[Provided data]
::::::

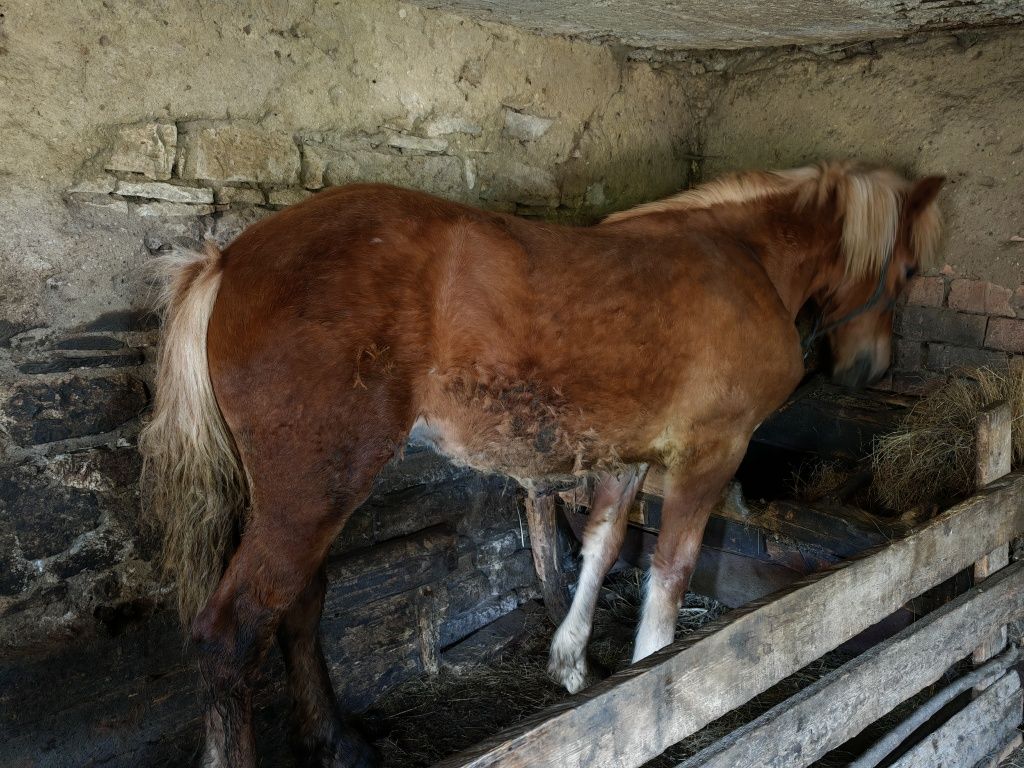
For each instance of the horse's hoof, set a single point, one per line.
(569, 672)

::::::

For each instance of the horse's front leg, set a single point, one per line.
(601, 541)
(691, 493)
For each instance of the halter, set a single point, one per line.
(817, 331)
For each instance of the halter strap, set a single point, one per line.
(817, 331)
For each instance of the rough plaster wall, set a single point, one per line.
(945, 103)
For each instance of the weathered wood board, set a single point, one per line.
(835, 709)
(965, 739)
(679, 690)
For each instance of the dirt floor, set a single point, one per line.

::::::

[Work item]
Retype word for word everything in the listing above from the line that holds "For each instance of the halter, set" down to the line that holds "For each instance of the dirt". Keep both end lines and leave out the rest.

[Reply]
For each instance of the halter, set a single point, one per line.
(817, 331)
For each instance of the halter strap, set a single point, one per line.
(817, 331)
For each instance of the rough plaster wall, set a single point, one per line.
(945, 103)
For each instance of the weathered wood board, set a single point, one per line.
(835, 709)
(965, 739)
(679, 690)
For each instance of the dirt floor, set a single point, one per line.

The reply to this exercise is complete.